--- Start of Task input ---

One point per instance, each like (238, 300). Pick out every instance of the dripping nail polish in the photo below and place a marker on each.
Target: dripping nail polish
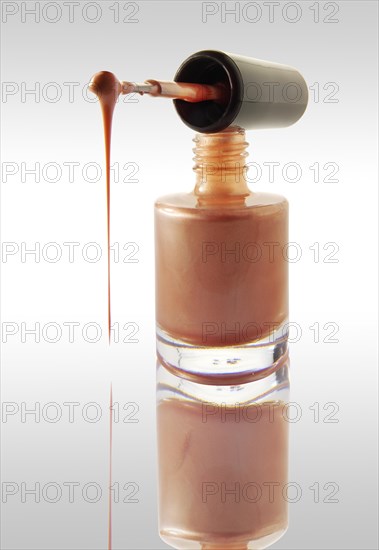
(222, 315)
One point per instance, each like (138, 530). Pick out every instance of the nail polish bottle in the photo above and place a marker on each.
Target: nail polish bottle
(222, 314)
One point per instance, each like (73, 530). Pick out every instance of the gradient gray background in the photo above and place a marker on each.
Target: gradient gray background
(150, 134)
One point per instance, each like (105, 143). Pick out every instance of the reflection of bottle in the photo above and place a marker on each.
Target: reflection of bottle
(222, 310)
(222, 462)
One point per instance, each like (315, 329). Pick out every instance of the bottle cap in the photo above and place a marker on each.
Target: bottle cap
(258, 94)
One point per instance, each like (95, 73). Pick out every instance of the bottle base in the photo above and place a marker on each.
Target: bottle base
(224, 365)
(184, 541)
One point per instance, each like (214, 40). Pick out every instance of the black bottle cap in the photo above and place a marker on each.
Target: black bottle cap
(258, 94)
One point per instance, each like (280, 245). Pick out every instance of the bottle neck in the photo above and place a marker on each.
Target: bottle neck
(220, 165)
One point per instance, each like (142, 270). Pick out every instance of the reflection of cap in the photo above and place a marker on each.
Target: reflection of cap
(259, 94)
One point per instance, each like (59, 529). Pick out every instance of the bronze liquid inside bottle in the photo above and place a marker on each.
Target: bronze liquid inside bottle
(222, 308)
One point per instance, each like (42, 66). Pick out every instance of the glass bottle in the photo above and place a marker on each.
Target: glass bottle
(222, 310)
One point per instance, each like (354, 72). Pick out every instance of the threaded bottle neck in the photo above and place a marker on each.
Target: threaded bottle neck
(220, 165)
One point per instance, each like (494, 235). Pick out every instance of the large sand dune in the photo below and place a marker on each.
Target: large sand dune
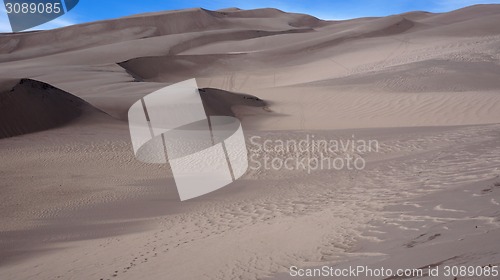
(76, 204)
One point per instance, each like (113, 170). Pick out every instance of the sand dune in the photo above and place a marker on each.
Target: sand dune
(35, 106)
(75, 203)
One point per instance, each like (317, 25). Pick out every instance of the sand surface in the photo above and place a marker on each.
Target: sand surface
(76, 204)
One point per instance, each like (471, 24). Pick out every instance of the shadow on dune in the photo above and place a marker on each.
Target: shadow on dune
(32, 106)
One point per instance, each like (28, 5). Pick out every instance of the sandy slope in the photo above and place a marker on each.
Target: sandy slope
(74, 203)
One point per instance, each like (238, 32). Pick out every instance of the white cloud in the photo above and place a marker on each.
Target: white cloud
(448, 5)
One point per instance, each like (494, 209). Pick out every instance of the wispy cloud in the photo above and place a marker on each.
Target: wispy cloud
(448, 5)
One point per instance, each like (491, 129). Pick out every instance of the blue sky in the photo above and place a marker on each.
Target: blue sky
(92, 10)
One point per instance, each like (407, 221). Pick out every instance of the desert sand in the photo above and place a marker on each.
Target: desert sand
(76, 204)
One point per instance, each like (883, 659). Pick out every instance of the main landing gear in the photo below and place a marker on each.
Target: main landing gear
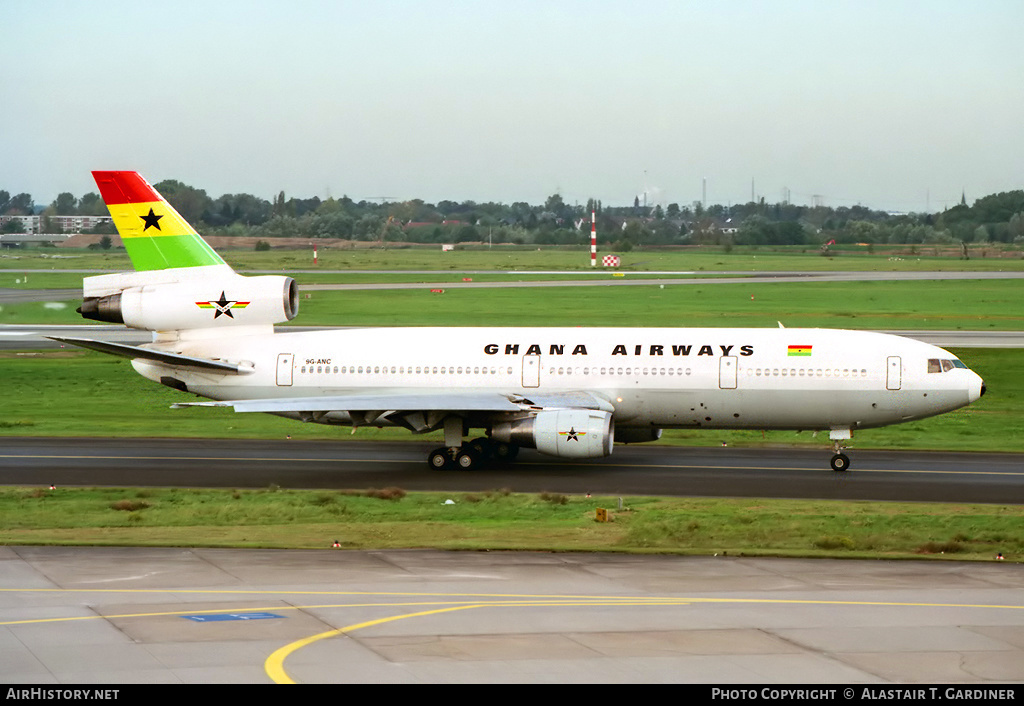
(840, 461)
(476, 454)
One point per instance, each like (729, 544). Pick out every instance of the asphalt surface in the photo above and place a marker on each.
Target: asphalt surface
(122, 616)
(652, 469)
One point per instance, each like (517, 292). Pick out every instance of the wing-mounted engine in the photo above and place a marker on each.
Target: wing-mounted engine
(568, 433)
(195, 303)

--- End of Task input ---

Exercise instructions: Render all of the data above as a JSON list of strings, with one string per line and blank lines dropped. Leave the pictures out.

Exercise output:
[
  "One point per instance, each like (238, 300). Pick out every instance of the dripping nail polish in the photo below and place a marker on each.",
  "Target: dripping nail polish",
  "(222, 315)",
  "One point per instance, each like (138, 530). Pick out every instance of the nail polish bottle in the photo above and place a marker on each.",
  "Target: nail polish bottle",
  "(222, 314)",
  "One point per instance, each like (73, 530). Pick out every instance of the gradient gray background in the photo above and place a marker on each.",
  "Target: gradient gray background",
  "(150, 134)",
  "One point per instance, each like (105, 143). Pick out every instance of the reflection of bottle in the photo above and place a marker on each.",
  "Target: reflection of bottle",
  "(222, 310)",
  "(222, 462)",
  "One point per instance, each like (315, 329). Pick out every instance of the bottle cap in the photo above and place a marker on each.",
  "Target: bottle cap",
  "(258, 94)",
  "One point per instance, each like (95, 73). Pick out every instance of the bottle base in the photo above and place a marker on each.",
  "Target: bottle base",
  "(224, 365)",
  "(184, 541)",
  "One point per instance, each like (214, 40). Pick out every instance of the black bottle cap in the photo above and place a marker on each.",
  "Target: black bottle cap",
  "(258, 94)",
  "One point per instance, each like (280, 245). Pick out every instance of the bottle neck in the photo above and place a marker on each.",
  "Target: bottle neck",
  "(220, 165)",
  "One point per instance, each like (142, 270). Pick out every instance of the reflection of cap in the photo above and place a marker on each.",
  "Target: reflection of cap",
  "(259, 94)",
  "One point per instance, each like (59, 529). Pick out every instance of the bronze liquid inside bottle in the photo above and place a marker on each.",
  "Target: bronze liquid inside bottle",
  "(222, 308)",
  "One point per instance, each like (42, 66). Pick out every instance of the glass bottle in the photo above and place a marker on each.",
  "Target: glass bottle",
  "(222, 310)",
  "One point per instance, each like (354, 72). Pick out every instance of the threaded bottle neck in the photo above and place a marker on each.",
  "Target: threaded bottle neck",
  "(220, 165)",
  "One point per instance, each like (494, 235). Pick out every instance of the large sand dune in the photo below and place a marker on each.",
  "Target: large sand dune",
  "(76, 204)",
  "One point per instance, each like (113, 170). Pick out every instance of the sand dune in the photo above and place a marker on each.",
  "Target: sand dune",
  "(35, 106)",
  "(75, 203)",
  "One point per instance, each like (317, 25). Pick out every instance of the sand surface in the photo above and place a marker on each.",
  "Target: sand surface",
  "(76, 204)",
  "One point per instance, each like (471, 24). Pick out every instance of the shadow on dune in the photo above and place a marker on each.",
  "Target: shadow on dune",
  "(32, 106)",
  "One point per instance, each like (28, 5). Pick out every instance of the sandy slope in the photo above and place a marker on each.",
  "Target: sandy slope",
  "(74, 203)",
  "One point per instance, each like (238, 32). Pick out every instance of the white cloud in the photo above and place a marker on each.",
  "Target: white cloud",
  "(448, 5)",
  "One point per instance, each like (494, 209). Pick out every instance of the wispy cloud in the photo above and place a marker on each.",
  "Target: wispy cloud",
  "(448, 5)",
  "One point per instance, each like (491, 129). Pick out every instance of the blue sky in the photo above and place a marker on each.",
  "Target: blue sky",
  "(92, 10)",
  "One point per instance, each like (407, 221). Pick out every instance of the desert sand in the photo above and place a marker on each.",
  "Target: desert sand",
  "(76, 204)",
  "One point per instance, each like (883, 659). Pick out every instance of the main landing gear in the photo below and place a marker on each.",
  "Target: main landing gear",
  "(840, 461)",
  "(476, 454)",
  "One point per instance, each like (729, 544). Pick out every instance of the asphalt surface in the photo above and place a marker on each.",
  "Target: asphalt surface",
  "(122, 616)",
  "(652, 469)",
  "One point per instance, each like (517, 292). Pick out every instance of the wing-mounted engine in the photo above and place a marker on each.",
  "Target: wing-mounted engine",
  "(568, 433)",
  "(195, 303)"
]